▸ Saved data entries
--------------------

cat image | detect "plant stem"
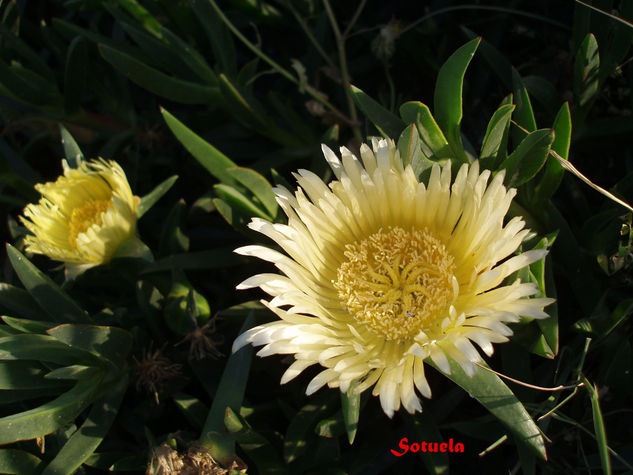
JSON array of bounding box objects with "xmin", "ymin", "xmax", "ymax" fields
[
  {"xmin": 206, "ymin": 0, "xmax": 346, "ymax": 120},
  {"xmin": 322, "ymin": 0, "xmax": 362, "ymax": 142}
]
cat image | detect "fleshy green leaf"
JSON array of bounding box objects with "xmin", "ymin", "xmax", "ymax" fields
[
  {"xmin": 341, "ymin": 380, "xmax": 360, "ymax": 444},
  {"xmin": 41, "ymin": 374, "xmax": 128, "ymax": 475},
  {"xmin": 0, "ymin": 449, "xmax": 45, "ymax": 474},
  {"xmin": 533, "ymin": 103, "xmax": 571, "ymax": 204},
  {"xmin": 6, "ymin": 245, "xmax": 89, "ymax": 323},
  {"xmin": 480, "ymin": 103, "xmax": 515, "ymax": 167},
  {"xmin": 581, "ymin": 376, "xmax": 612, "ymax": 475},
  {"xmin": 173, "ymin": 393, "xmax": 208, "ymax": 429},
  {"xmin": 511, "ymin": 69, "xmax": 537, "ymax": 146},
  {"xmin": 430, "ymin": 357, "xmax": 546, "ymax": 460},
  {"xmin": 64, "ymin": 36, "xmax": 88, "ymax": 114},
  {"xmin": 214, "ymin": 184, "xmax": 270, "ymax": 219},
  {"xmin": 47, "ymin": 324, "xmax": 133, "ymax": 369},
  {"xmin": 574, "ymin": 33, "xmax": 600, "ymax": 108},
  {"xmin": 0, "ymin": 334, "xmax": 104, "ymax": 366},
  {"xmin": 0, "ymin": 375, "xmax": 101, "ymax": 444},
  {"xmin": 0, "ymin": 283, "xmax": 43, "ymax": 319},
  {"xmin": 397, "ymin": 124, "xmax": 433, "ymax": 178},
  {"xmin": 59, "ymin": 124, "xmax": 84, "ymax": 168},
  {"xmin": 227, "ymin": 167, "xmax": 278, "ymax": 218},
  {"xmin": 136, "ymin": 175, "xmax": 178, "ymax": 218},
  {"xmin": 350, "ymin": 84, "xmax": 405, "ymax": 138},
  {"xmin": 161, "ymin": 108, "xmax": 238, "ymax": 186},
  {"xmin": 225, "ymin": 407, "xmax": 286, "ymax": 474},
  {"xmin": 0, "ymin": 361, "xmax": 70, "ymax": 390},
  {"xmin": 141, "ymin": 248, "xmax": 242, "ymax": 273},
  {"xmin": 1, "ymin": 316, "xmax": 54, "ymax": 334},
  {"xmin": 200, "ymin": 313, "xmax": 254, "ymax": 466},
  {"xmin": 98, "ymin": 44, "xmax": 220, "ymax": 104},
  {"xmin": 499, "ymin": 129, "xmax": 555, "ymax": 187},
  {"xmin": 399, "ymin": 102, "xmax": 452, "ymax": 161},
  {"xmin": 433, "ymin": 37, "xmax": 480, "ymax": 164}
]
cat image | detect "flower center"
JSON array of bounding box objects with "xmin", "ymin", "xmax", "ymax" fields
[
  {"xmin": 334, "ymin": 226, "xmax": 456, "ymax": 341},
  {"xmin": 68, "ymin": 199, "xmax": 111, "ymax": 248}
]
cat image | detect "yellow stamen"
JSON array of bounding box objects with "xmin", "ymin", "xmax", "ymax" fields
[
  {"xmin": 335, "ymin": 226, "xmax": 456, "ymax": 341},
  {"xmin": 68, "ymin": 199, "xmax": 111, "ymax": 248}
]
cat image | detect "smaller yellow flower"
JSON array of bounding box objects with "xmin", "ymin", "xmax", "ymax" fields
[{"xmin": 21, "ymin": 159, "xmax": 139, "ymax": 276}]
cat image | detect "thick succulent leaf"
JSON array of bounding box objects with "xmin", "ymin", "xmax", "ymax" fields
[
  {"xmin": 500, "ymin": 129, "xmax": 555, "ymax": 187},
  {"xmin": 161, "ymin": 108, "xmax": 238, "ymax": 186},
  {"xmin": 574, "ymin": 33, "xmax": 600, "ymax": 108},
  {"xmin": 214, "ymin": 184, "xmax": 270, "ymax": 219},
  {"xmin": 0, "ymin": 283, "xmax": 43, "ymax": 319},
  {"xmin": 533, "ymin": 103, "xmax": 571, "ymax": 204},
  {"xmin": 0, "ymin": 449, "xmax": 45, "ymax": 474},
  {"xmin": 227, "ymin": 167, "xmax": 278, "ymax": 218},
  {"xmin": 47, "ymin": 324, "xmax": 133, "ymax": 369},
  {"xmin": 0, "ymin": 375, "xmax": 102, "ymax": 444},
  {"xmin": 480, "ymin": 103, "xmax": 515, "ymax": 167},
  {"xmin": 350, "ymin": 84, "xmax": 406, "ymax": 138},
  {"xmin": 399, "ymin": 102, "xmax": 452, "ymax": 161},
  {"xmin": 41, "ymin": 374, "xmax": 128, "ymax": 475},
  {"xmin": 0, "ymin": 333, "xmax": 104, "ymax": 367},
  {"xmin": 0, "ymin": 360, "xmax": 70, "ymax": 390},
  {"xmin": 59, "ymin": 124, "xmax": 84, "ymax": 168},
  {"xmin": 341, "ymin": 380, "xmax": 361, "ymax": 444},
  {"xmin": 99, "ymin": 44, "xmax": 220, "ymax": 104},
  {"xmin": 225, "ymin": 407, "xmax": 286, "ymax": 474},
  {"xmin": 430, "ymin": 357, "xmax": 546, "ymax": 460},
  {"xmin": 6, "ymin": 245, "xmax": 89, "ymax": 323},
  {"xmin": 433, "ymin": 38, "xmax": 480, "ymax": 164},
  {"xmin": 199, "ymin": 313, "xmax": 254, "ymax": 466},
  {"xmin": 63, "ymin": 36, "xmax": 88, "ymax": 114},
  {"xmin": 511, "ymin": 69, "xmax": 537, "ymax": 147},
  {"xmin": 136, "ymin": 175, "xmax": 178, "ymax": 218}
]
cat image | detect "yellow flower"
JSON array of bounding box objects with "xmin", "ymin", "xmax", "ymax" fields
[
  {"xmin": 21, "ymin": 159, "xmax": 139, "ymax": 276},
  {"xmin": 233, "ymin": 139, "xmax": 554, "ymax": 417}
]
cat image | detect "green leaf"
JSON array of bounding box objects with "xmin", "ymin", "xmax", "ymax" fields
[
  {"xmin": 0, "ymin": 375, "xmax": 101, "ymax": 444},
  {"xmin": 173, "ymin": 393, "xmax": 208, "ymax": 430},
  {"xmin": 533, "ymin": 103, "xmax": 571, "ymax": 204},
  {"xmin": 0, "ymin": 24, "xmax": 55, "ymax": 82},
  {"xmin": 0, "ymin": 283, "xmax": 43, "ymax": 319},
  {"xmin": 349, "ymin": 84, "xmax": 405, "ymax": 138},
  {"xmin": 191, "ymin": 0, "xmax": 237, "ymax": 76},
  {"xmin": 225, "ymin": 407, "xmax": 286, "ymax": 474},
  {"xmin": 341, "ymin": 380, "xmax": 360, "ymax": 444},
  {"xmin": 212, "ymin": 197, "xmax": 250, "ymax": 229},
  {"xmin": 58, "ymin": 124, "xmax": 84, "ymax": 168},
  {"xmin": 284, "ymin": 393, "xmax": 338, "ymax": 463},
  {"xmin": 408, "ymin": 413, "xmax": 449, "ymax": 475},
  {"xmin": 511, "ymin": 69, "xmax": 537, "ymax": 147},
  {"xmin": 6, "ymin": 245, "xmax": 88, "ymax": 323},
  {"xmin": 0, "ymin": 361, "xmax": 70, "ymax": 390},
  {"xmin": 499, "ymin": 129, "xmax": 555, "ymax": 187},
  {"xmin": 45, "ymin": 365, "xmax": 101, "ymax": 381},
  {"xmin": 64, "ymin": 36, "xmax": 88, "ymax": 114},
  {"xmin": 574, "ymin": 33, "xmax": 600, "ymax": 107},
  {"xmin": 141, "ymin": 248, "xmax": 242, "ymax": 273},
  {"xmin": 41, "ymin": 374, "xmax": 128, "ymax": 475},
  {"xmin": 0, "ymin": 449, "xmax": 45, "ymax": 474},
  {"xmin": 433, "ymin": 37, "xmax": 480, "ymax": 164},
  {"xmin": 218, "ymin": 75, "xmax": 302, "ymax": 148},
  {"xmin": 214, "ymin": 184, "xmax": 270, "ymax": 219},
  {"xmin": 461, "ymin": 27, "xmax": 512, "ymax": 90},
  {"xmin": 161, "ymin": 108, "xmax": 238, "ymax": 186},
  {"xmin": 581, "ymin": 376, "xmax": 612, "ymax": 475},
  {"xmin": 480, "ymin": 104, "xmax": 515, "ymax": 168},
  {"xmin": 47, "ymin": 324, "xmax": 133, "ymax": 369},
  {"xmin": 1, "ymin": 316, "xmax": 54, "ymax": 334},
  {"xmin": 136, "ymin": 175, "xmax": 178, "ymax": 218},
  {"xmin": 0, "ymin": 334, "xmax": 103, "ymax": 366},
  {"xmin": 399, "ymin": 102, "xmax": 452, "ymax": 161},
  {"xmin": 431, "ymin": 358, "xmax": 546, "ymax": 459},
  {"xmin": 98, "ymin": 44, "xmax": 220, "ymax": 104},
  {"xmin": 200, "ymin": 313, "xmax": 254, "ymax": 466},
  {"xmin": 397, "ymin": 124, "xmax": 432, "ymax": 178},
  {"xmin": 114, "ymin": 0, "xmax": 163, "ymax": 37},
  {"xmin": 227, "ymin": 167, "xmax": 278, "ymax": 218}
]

--------------------

▸ What the exercise asks
From the entries, report each line that includes the word "green".

▸ Reply
cat image | detect "fleshy green leaf"
cat image | detect "green leaf"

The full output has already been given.